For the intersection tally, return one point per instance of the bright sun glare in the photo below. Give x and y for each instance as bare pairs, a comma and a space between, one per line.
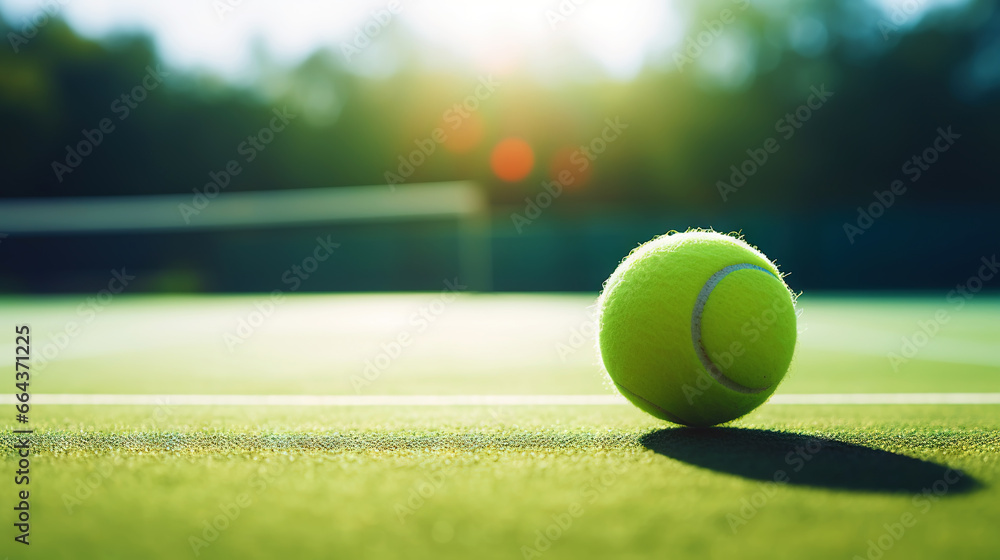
485, 35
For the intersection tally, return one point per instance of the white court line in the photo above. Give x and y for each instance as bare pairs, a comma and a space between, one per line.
477, 400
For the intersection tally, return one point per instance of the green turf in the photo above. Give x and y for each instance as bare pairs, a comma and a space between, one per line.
336, 483
474, 344
140, 482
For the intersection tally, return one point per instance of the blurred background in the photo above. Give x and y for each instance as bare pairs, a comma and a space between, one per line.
505, 145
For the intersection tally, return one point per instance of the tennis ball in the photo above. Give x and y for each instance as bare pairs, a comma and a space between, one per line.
697, 328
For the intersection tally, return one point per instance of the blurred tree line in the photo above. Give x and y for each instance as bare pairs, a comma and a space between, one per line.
892, 88
748, 103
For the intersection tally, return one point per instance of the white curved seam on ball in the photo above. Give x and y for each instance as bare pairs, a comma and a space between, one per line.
699, 346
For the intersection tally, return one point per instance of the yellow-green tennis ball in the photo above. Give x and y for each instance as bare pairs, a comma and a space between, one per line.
697, 328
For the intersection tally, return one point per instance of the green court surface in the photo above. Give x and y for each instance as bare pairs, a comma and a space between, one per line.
492, 481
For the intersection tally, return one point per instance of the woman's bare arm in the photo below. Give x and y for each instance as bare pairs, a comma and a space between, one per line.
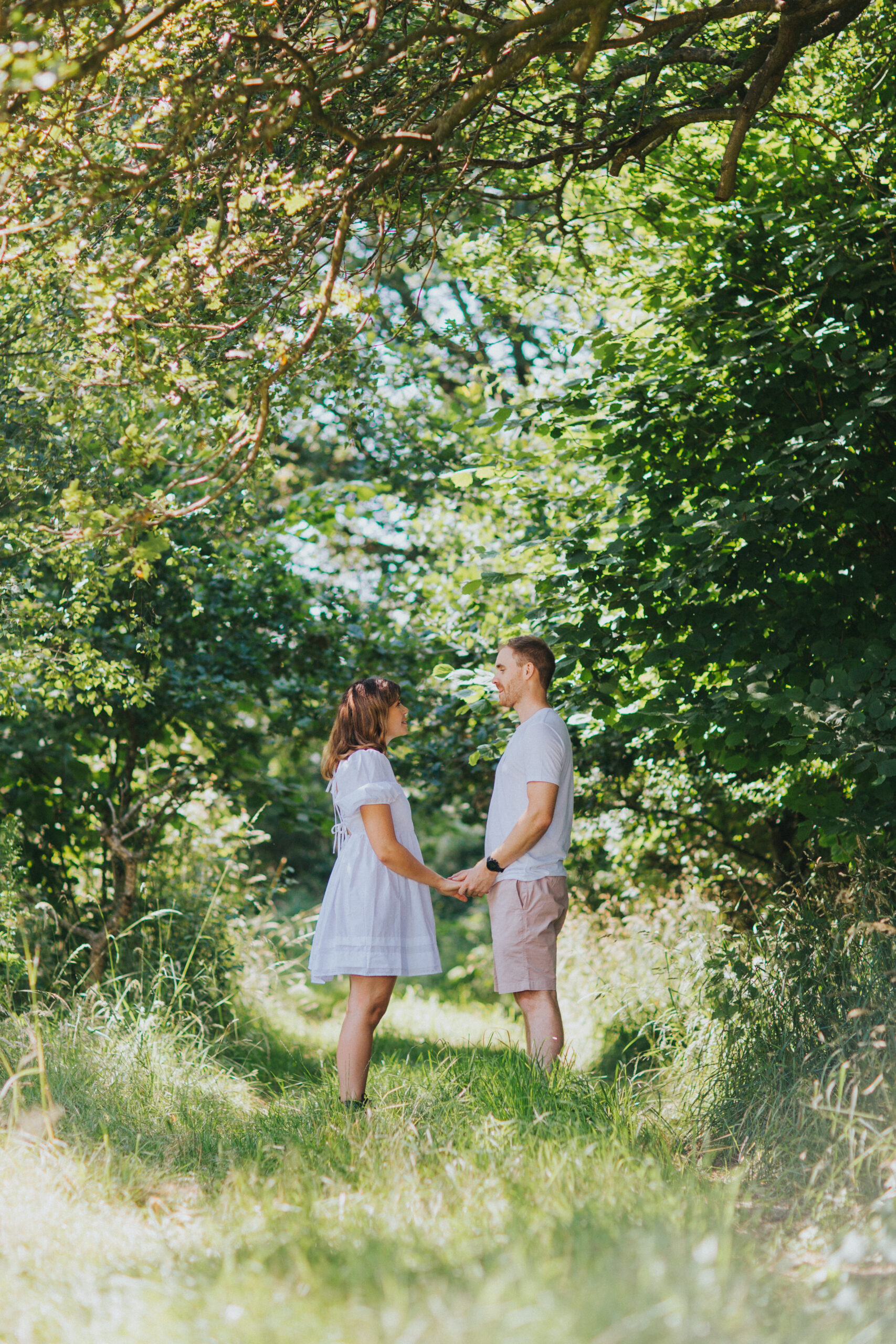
393, 855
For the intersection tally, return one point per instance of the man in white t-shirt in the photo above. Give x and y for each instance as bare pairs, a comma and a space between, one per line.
527, 838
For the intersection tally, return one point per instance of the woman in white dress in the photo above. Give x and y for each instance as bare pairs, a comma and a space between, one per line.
376, 918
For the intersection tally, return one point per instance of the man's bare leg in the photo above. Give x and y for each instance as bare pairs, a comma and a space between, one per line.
543, 1025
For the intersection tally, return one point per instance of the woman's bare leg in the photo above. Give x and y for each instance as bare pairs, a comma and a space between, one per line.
367, 1002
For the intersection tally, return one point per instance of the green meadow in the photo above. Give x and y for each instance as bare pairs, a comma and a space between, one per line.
220, 1193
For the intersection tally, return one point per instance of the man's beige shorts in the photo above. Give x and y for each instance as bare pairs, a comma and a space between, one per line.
525, 921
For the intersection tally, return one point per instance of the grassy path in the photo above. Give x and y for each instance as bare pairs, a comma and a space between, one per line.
231, 1201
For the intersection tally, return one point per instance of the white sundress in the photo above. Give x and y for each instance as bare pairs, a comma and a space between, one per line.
373, 922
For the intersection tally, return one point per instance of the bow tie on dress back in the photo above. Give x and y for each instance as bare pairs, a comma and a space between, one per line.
340, 831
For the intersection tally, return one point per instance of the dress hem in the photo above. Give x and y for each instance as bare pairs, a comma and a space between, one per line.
323, 978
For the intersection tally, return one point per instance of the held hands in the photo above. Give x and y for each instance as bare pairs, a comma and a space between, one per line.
449, 887
475, 882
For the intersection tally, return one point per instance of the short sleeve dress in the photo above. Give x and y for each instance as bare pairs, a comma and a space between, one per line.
373, 922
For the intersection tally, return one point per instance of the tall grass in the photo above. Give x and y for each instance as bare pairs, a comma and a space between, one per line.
193, 1195
804, 1081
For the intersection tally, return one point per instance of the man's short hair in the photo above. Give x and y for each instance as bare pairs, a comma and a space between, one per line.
529, 648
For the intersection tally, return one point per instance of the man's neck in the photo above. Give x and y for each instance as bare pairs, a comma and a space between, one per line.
530, 705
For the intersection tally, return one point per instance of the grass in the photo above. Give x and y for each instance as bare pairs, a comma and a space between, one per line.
224, 1194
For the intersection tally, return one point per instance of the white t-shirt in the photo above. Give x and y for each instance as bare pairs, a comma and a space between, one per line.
539, 750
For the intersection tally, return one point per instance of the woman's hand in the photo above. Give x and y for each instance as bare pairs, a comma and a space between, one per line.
448, 887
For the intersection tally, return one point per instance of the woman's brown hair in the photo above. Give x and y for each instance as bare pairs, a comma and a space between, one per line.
361, 721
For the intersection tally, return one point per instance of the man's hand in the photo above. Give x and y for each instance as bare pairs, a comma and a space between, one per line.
476, 882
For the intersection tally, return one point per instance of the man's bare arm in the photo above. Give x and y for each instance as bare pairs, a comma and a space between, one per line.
527, 832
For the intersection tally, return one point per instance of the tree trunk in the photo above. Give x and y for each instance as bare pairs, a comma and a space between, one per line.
789, 857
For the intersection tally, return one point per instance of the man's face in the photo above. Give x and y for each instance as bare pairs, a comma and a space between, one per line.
510, 678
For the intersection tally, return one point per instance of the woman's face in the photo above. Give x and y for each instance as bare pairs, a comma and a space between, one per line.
397, 722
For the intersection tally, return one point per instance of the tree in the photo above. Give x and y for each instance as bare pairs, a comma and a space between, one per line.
227, 176
231, 651
734, 592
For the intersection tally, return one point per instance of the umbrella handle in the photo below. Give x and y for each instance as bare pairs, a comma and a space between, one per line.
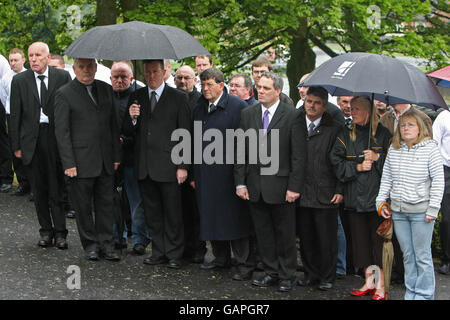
382, 205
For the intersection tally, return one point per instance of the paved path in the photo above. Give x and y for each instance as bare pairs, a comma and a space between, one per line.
33, 273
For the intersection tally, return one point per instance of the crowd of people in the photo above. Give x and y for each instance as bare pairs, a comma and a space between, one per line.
77, 142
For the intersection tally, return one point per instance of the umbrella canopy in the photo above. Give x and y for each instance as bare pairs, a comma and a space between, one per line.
135, 41
383, 77
442, 76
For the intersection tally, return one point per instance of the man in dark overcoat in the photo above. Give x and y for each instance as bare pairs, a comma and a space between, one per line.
224, 218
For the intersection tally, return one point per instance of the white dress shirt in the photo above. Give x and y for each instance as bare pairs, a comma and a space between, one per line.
43, 118
441, 133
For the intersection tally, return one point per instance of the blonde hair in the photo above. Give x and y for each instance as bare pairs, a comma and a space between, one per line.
423, 131
366, 103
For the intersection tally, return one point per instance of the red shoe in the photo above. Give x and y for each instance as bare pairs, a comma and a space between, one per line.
377, 297
360, 293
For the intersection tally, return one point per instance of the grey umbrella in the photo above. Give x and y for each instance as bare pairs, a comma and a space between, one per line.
135, 41
384, 78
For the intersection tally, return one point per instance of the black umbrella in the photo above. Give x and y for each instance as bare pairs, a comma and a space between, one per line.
135, 41
384, 78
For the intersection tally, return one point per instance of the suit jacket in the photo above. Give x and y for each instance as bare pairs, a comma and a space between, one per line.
87, 133
292, 155
153, 131
26, 110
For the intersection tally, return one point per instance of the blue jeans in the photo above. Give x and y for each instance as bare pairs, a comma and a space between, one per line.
341, 265
414, 236
139, 226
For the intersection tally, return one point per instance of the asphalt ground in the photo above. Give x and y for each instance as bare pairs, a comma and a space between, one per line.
28, 272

What is needed: Reproduce verbatim everything from the line containing "of the blue" down to the last of the rows, with both of those lines included.

Solved problem:
For the intersection tally, return one point per instance of the blue jeans in the photo above. Give x and y for each instance as bare pairs, a comma and a space between, one per line.
341, 265
414, 236
139, 226
For the intersection tally, return one point per instance of the asphalt ground in the photo above. Give x and y for each instance as bare pairs, a comma and a space between, one per line.
28, 272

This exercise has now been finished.